■ PAGE ■
★ ★ ★ ★ ★ ★ ★

During the dedication of the new Federal Building downtown more than a decade ago, its nationally renowned architect looked out across the relatively barren landscape surrounding the new building—including the adjacent railroad tracks—and imagined what the former light-industrial area might look like as it is redeveloped over the next decade or two.  One of the essential changes he said must happen along the way is that the railroad must “disappear” underground.  Thankfully, he shares my vision for Eugene’s future downtown.  Now let’s make it happen.

 

January 2014 update:  No one else has yet picked up the ball to work on this project.  Meanwhile, other Oregon communities have acquired railroad Quiet Zones, including Salem, portions of Portland, Columbia City, The Dalles, Pendleton, and the booming metropolis of, yes, Westfir (a tiny community west of Oakridge).  Come on, Eugene, time to get on board with the rest of the world and deal with the public health nuisance caused by these train horn blasts!

 

October 2014 update:  A small group of dedicated Quiet Zone proponents has been working diligently this year to get this issue before  Eugene's City Council, and it's going to happen!  (City Council held a work session on 8 October that included a presentation by City staff about what is involved with getting a Quiet Zone designated; Council will be meeting at a later date--hopefully yet this year--to discuss the proposal in greater depth.  We're headed in the right direction...!)

 

13 October 2014 update:  And now, thanks to Eugenean David Caruso—a member of our little working group—we have an on-line petition that you can sign [since taken down] and where additional comments can be made, and these will be available to our city councilors, as well as to the general public.  By making your own voice heard, you'll be helping to quiet the train horns!  Things are starting to warm up, but we need to keep the heat on.

 

19 September 2017 update:  A year or so ago, the Eugene City Council appointed a working group--that included a variety of "stakeholders" interested in the proposed Railroad Quiet Zone--to come up with a detailed plan, including a proposal for funding the required improvements (or "supplemental safety measures") for getting our Quiet Zone.  The working group concluded, in a letter to City Council, that Eugene's Quiet Zone would be best funded by including it in an upsoming Public Works bond measure to improve Eugene streets.  Alas, when the text for that bond measure was released, it included no funds at all for the Quiet Zone.  One city councilor emailed me that "a Quiet Zone simply isn't a priority for most Eugeneans."  Wow.  Then why did council initially express interest in a Quiet Zone and pull together a group of stakeholders to submit a proposal?  What makes people here in Eugene--or our council's apparently very recent perception of them--so different from hundreds of other communities across the U.S. that now have Quiet Zones, and have found the money to pay for them?  I'm baffled beyond words.

 

29 January 2018 update:  Well, a railroad quiet zone is back on the front burner, once again, for Eugene's city council.  (By now, there are nearly 800 quiet zones in communities across the U.S.!)  At two January council meetings, concerned citizens spoke to council in support of the quiet zone, and on 29 January 2018 a letter to the editor appeared in The Register-Guard in support of the quiet zone.  It was from two recent visitors to Eugene from Pennsylvania, whose visit was marred by the train horn noise they could hear while staying in and visiting downtown Eugene.

★ ★ ★ ★ ★ ★ ★

■ PARTS OF THE EXERCISE ■
(1) Condense the paragraph of the quiet zone updates that begins "January 2014 update" into a short bulleted list that keeps its main facts.
(2) Extract the passage of the quiet zone updates from "29 January 2018 update:  Well, a" to "visiting downtown Eugene." word for word.
The items play no part in this work.

★ ★ ★ ★ ★ ★ ★

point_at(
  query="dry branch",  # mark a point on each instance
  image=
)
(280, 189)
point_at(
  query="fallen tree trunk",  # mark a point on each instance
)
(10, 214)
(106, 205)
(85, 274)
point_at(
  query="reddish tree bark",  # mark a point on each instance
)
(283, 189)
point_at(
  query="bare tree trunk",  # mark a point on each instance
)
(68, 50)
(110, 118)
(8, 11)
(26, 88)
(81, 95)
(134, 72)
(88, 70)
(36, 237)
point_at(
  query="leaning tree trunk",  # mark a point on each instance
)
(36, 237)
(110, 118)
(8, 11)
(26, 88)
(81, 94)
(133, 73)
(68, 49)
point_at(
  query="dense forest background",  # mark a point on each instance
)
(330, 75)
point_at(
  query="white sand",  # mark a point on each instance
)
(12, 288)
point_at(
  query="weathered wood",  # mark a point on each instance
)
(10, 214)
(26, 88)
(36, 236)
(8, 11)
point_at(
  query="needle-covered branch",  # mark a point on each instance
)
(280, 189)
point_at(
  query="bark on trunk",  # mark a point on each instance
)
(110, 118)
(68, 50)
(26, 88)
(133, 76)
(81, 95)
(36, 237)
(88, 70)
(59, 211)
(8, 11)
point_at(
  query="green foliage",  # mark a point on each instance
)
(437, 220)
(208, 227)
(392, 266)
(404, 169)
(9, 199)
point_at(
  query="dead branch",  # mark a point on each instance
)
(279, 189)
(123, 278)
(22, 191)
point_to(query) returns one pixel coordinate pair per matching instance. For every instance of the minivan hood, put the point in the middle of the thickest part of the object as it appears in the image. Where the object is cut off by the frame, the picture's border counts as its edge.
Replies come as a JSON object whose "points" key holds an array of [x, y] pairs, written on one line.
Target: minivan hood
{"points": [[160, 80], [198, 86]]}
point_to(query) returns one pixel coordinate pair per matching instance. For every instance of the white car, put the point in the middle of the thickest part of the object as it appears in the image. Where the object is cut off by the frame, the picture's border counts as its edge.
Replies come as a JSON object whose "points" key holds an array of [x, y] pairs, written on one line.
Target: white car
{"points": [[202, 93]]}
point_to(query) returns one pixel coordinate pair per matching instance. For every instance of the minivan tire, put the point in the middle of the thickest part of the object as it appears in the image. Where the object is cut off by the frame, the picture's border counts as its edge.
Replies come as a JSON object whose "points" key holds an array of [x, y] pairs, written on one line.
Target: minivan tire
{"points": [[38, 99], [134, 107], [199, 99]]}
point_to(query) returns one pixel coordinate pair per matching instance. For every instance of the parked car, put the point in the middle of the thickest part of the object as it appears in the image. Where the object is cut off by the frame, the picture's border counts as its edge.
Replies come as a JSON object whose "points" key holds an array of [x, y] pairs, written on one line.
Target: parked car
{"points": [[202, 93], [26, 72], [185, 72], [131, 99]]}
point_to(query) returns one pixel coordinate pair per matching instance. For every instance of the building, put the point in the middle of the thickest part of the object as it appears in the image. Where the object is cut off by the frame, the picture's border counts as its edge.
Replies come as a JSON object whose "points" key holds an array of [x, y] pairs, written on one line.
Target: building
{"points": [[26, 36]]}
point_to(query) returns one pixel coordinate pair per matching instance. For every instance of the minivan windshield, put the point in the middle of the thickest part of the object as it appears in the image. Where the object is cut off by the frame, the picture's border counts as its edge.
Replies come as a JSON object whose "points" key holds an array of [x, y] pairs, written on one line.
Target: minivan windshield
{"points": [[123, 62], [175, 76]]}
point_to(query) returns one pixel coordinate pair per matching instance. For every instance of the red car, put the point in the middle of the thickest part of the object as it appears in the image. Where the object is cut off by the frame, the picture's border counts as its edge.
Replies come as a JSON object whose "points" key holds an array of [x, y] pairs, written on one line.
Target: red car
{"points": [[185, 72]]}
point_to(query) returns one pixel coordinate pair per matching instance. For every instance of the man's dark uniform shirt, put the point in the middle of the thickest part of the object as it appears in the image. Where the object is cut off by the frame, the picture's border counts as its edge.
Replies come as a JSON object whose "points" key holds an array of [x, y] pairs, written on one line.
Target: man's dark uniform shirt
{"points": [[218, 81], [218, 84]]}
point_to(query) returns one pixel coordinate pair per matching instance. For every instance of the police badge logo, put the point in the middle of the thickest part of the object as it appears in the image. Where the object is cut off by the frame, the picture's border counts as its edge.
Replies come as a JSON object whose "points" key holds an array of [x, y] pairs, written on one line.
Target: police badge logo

★ ★ ★ ★ ★ ★ ★

■ SET OF ANSWERS ■
(1)
- As of January 2014, no one else had taken up work on the project.
- Other Oregon communities had acquired railroad Quiet Zones: Salem, portions of Portland, Columbia City, The Dalles, Pendleton, and Westfir, a tiny community west of Oakridge.
- Eugene is urged to join them and deal with the public health nuisance of train horn blasts.

(2)
29 January 2018 update:  Well, a railroad quiet zone is back on the front burner, once again, for Eugene's city council.  (By now, there are nearly 800 quiet zones in communities across the U.S.!)  At two January council meetings, concerned citizens spoke to council in support of the quiet zone, and on 29 January 2018 a letter to the editor appeared in The Register-Guard in support of the quiet zone.  It was from two recent visitors to Eugene from Pennsylvania, whose visit was marred by the train horn noise they could hear while staying in and visiting downtown Eugene.